• **Your goal**: Reproduce all the lines exactly as they stand, apart from the pictures.

== Information given

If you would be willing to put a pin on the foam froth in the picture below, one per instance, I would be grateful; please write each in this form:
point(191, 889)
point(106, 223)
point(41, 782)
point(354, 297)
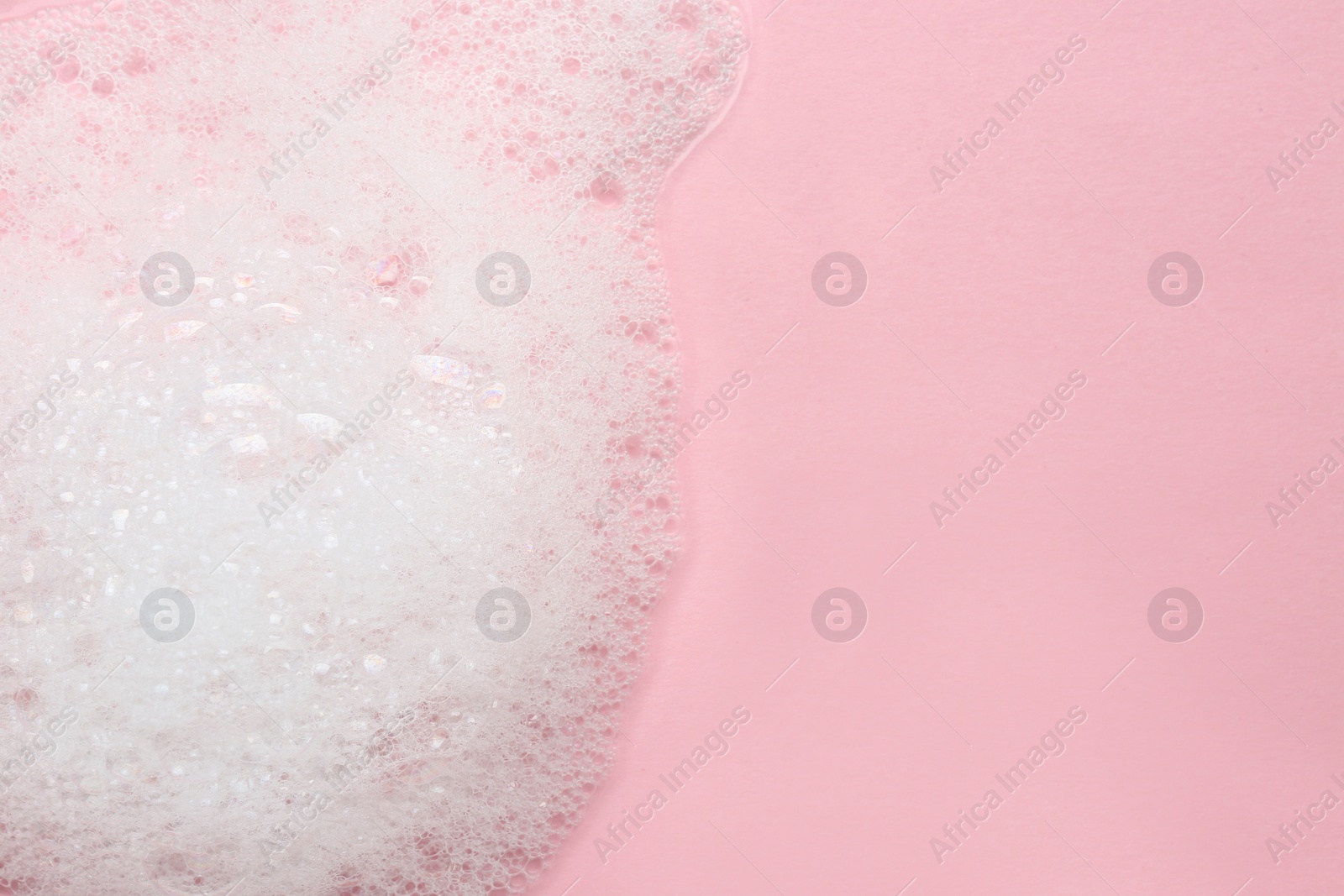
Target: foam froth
point(331, 332)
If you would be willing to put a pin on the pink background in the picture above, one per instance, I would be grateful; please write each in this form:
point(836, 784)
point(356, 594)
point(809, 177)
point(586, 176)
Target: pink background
point(1032, 598)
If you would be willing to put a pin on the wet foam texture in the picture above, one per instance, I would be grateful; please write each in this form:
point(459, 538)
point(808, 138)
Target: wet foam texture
point(336, 374)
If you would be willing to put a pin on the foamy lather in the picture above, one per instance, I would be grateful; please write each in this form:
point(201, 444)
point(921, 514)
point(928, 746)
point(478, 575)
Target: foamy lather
point(336, 720)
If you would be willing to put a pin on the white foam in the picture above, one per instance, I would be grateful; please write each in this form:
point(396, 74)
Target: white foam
point(351, 711)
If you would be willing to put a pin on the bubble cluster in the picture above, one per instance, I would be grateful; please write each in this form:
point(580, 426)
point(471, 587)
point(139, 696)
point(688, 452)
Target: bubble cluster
point(328, 329)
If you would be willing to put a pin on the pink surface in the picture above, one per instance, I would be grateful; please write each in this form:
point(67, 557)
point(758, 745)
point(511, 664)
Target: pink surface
point(1032, 600)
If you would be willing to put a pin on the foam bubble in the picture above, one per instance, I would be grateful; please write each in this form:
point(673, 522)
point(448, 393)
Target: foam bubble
point(338, 364)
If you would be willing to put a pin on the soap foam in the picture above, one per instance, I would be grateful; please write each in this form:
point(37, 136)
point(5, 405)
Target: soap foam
point(347, 446)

====

• **Worked solution**:
If you would be willing to put a pin on the foam froth in the picture below, one per instance, I would be grateful; please write each in this form:
point(191, 889)
point(106, 223)
point(41, 782)
point(354, 297)
Target: foam froth
point(331, 332)
If you would be willing to put a pin on the pink background in the picture above, one per instance, I would be grateful; please write each in this form:
point(836, 784)
point(356, 594)
point(809, 177)
point(586, 176)
Target: pink background
point(1032, 598)
If you would be willing to put a pin on the wet foam texture in the picture above, one per instance, I would be grateful; please write each in this form:
point(459, 538)
point(808, 138)
Target: wet foam texture
point(336, 374)
If you would be willing to put a pin on the foamy lather in the picture above, one per instance, I would be grateful; please write each in this form:
point(201, 444)
point(921, 514)
point(928, 746)
point(478, 575)
Target: foamy lather
point(336, 720)
If you would be willing to put a pin on the white foam in the picture above, one per instance, I would be grateful; please write each in this form:
point(396, 74)
Target: white foam
point(351, 711)
If you would be willing to put a pin on the bubble cluster in the picture above, one per instance, I would be grateful; please write each in this form:
point(580, 426)
point(471, 587)
point(139, 696)
point(688, 452)
Target: bubble cluster
point(328, 329)
If you would be willing to put a pin on the pink surface in the picture above, one per instance, I would be grateful; please write each in this form:
point(67, 557)
point(758, 745)
point(511, 664)
Target: pink surface
point(1032, 600)
If you would be willing to put a pin on the foam bubble in the picture above, one per instance, I would be grateful; please write each in this form:
point(673, 522)
point(448, 393)
Target: foam bubble
point(338, 364)
If you would be willing to put a pin on the soap foam in the picture above, one per instance, I would be grateful; please write each in this form:
point(37, 136)
point(5, 405)
Target: soap foam
point(347, 446)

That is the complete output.